What the exercise asks. The reply should consist of every entry, repeated exactly.
● ● ● ●
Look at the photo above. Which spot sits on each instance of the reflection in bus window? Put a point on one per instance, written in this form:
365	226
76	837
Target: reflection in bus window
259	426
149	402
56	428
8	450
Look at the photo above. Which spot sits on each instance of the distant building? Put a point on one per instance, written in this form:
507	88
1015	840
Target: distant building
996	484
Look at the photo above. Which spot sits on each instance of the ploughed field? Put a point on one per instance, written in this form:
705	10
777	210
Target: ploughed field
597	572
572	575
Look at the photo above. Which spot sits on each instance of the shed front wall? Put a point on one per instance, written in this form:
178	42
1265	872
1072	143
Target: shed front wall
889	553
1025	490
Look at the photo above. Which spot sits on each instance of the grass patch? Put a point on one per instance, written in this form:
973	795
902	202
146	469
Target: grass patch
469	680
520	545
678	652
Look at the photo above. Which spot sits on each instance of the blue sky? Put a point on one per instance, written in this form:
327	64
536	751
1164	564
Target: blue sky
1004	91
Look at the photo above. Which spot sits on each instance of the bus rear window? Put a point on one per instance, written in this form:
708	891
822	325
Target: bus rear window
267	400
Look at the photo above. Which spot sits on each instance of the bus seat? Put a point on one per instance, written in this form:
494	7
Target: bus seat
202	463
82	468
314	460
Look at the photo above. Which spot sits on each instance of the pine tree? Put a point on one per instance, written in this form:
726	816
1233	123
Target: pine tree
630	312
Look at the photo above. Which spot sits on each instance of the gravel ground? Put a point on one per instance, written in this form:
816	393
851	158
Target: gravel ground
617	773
● ● ● ●
Solution to this problem.
Look at the photo above. Which spot sits on each instance of the reflection in bus window? Put a point on one per instance, written in this form:
365	226
76	837
Target: reflection in bus window
259	426
149	402
56	428
8	450
Look at the photo above. Which spot sits on each instance of the distant building? Put a point on one per instance, written in this form:
507	88
1015	840
Target: distant building
996	484
Look at the photo above. Which spot sits on each instance of the ploughed field? Put a point on one per instance, written in this form:
705	10
777	210
Target: ploughed field
597	572
572	575
Look at the photo above. Which spot sits on each instance of the shed front wall? Put a point on one per instance, written in this form:
178	42
1265	872
1072	143
Target: shed front wall
889	553
1025	490
Look at the photo above. Which spot sits on each instance of the grass patch? Put a point on one per instance, written in this form:
973	795
902	202
146	469
Target: grass patch
469	680
520	545
678	652
Look at the photo above. Which spot sits on each instance of the blue sky? Put a point on one per instance, written in this form:
327	64
536	751
1164	564
Target: blue sky
1004	91
Look at the photo above. Which spot sits on each instance of the bus rear window? Put a point on one per instance, written in this form:
708	891
822	325
Target: bus rear window
267	400
Look at the photo above. Which spot sits on each instance of the bus seat? Put a point on one per instance, written in this form:
494	7
Target: bus seat
202	463
82	468
314	460
Look at the photo above. Which spot sits on each instance of the pine tree? Put a point on one per instance, written in this form:
726	816
1233	123
Target: pine tree
630	312
Look at the photo above. Which spot sits on each instance of the gravel ground? Put a point on one per instance, written in this form:
816	393
851	158
Target: gravel ground
617	773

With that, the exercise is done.